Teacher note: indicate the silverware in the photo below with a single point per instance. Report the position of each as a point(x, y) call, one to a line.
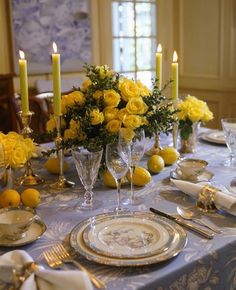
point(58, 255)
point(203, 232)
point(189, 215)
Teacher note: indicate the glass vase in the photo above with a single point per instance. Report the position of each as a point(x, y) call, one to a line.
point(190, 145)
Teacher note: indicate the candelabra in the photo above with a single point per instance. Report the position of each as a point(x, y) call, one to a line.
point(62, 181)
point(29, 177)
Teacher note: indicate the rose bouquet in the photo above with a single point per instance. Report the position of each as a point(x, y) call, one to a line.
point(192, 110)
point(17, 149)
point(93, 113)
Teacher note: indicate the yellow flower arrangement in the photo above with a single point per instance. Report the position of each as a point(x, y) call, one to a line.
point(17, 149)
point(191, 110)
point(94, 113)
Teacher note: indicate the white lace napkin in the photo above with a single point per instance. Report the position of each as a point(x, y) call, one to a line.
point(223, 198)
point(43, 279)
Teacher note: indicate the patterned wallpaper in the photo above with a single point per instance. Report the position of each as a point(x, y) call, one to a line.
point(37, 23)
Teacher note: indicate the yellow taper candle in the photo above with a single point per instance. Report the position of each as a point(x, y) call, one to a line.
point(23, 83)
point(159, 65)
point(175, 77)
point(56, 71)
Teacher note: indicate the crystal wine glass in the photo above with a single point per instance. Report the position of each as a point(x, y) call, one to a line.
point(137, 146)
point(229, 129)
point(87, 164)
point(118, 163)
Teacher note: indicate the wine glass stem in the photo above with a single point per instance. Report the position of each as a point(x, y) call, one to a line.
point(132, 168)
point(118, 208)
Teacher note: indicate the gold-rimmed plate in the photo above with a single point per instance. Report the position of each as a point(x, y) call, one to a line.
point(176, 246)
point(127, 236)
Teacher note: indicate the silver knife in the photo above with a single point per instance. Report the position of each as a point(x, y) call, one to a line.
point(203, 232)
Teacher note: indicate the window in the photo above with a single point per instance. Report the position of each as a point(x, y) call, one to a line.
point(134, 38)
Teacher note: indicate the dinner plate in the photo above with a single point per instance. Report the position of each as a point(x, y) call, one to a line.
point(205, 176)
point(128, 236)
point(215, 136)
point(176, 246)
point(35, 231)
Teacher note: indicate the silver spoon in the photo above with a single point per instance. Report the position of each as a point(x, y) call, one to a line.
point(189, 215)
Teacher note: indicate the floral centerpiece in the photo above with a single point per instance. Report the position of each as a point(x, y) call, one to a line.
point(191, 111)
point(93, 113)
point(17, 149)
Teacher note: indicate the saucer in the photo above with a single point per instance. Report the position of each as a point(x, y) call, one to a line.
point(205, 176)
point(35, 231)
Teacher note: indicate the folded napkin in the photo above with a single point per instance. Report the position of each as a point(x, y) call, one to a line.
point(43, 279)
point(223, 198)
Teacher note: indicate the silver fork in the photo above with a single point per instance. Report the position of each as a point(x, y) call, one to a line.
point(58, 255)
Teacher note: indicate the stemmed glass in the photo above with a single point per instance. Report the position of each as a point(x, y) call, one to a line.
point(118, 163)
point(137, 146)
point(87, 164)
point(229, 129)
..........
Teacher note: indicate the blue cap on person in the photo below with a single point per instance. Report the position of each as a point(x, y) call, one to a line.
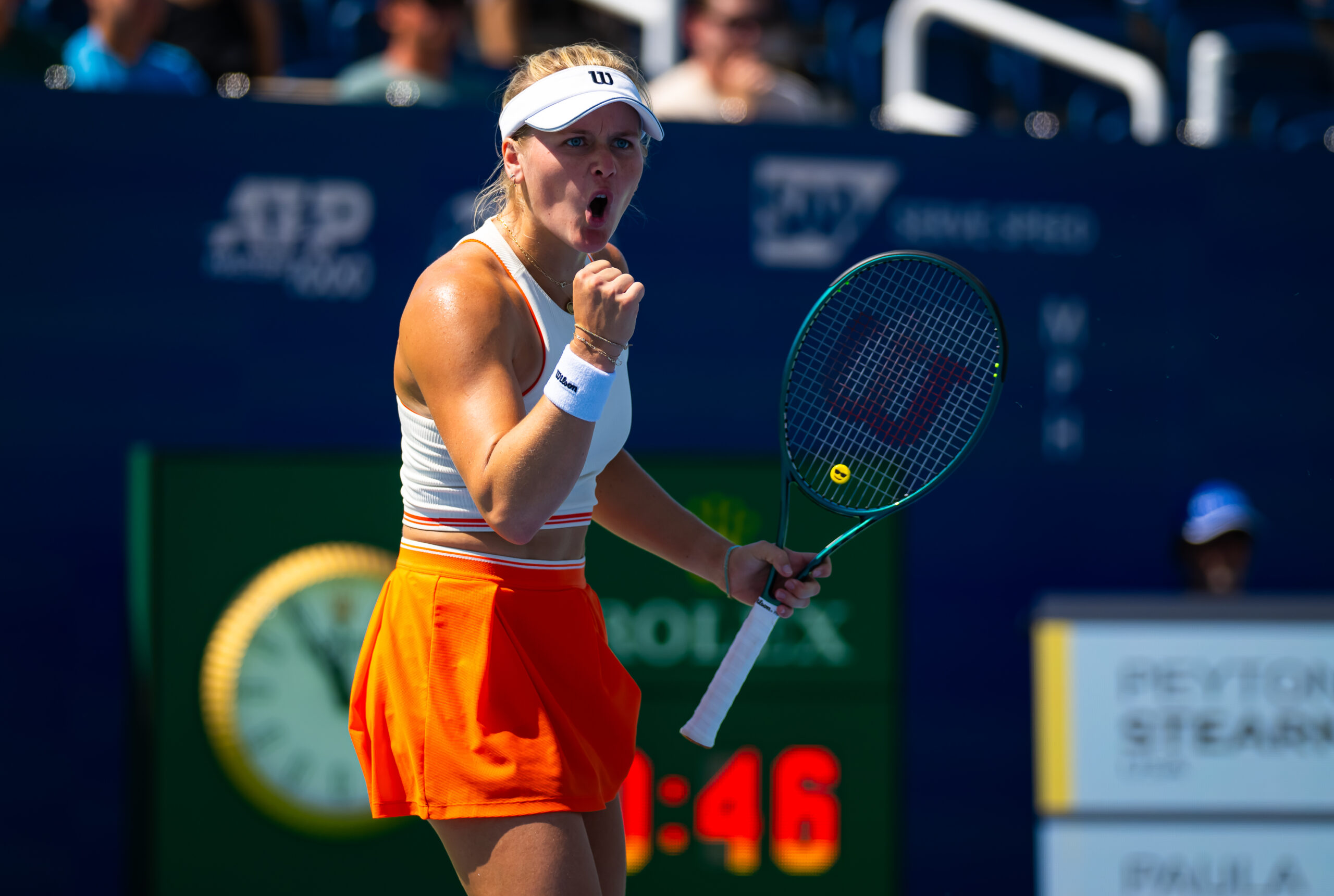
..........
PROBLEM REQUIREMENTS> Count the lines above that contain the string "wine", treating uppercase and lowercase letters as different. Give only the number.

SOLUTION BELOW> 2